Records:
****
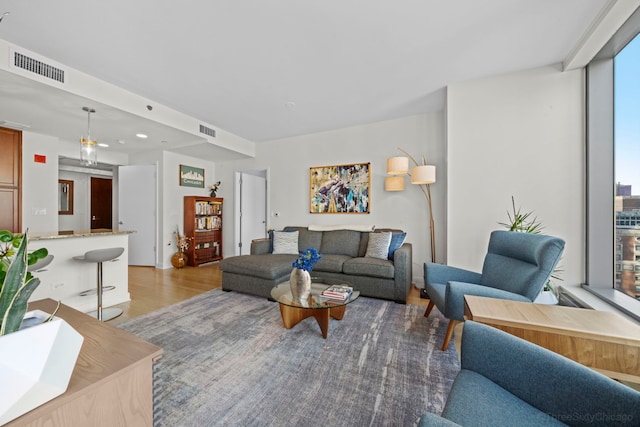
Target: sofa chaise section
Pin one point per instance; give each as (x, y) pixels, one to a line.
(343, 258)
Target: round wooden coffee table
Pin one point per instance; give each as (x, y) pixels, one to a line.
(320, 308)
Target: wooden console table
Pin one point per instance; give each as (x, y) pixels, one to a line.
(601, 340)
(111, 384)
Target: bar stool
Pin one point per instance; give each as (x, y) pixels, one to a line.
(99, 256)
(41, 264)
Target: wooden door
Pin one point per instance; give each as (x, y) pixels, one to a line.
(101, 203)
(10, 180)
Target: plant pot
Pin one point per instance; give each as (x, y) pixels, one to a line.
(300, 282)
(179, 259)
(36, 364)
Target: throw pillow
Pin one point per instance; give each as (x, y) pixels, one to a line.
(270, 233)
(378, 246)
(285, 242)
(397, 239)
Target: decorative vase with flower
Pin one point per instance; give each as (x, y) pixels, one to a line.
(300, 279)
(213, 189)
(179, 259)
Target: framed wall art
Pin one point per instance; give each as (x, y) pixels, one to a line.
(191, 177)
(340, 188)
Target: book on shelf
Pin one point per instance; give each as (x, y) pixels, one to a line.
(339, 292)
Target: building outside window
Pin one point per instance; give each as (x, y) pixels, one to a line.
(626, 119)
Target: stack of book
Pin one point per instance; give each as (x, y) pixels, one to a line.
(338, 292)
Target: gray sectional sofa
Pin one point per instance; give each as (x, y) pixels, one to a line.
(343, 258)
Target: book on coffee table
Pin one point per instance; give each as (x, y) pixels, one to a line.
(340, 292)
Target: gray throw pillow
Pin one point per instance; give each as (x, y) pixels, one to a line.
(378, 246)
(285, 242)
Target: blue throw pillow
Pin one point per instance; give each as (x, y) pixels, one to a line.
(397, 239)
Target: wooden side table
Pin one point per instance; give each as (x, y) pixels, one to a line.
(602, 340)
(112, 383)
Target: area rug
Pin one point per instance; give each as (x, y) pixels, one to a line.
(228, 361)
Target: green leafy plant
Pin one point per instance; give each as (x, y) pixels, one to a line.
(522, 221)
(16, 283)
(525, 222)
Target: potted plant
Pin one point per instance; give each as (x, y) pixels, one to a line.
(300, 279)
(16, 283)
(36, 359)
(525, 222)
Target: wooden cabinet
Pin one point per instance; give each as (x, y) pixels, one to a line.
(203, 227)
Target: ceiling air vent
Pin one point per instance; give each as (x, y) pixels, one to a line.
(38, 67)
(207, 131)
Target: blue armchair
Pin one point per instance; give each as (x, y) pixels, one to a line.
(507, 381)
(516, 267)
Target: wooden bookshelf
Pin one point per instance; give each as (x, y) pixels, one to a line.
(203, 227)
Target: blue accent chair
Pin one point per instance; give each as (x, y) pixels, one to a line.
(516, 267)
(507, 381)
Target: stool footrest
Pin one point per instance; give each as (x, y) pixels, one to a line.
(95, 291)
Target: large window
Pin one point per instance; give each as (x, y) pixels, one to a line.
(626, 136)
(613, 170)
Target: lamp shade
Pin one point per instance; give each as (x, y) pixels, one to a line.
(394, 183)
(397, 165)
(423, 174)
(88, 152)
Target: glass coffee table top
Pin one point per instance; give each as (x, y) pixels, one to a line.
(282, 294)
(322, 309)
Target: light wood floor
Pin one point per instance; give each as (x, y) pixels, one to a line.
(152, 288)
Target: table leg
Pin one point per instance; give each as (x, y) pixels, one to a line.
(291, 316)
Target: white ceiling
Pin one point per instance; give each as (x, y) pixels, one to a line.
(265, 70)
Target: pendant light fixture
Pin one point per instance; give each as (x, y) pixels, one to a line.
(88, 146)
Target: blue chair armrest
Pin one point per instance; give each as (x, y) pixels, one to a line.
(558, 386)
(455, 292)
(438, 273)
(432, 420)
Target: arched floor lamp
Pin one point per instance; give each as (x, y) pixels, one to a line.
(421, 175)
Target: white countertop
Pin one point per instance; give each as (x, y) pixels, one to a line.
(65, 234)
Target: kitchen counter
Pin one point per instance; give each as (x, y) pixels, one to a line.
(66, 279)
(65, 234)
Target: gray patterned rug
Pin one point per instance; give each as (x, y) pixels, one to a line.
(228, 361)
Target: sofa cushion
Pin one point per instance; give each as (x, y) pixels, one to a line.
(331, 263)
(307, 238)
(340, 242)
(266, 266)
(285, 242)
(372, 267)
(474, 397)
(378, 246)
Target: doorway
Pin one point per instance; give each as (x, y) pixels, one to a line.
(10, 180)
(250, 209)
(101, 203)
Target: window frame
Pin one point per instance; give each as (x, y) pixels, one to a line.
(600, 179)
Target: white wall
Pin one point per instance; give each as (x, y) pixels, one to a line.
(520, 135)
(288, 161)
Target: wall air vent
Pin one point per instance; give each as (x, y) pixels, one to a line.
(207, 131)
(38, 67)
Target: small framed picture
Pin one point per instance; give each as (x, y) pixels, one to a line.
(191, 177)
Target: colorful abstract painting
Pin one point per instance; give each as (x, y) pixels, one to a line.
(340, 188)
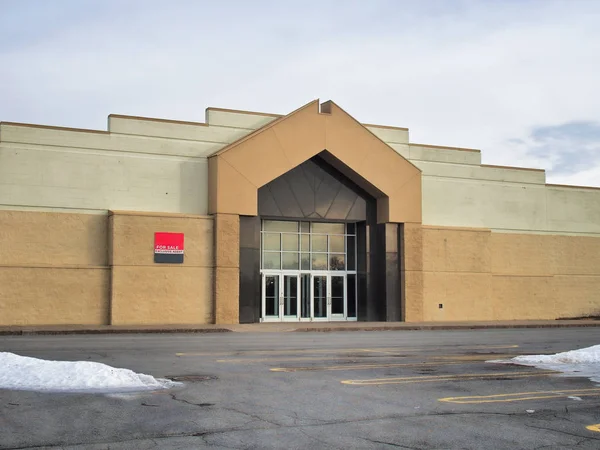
****
PROBLEM TO WORK ON:
Select every line of the records that contains the string "wooden", and copy each one out. Matching is case-sensitive.

EXPECTED OUTPUT:
Target: round wooden coffee table
Target: wooden console table
Target: wooden door
Target: wooden side table
Target: wooden cabinet
Target: wooden bookshelf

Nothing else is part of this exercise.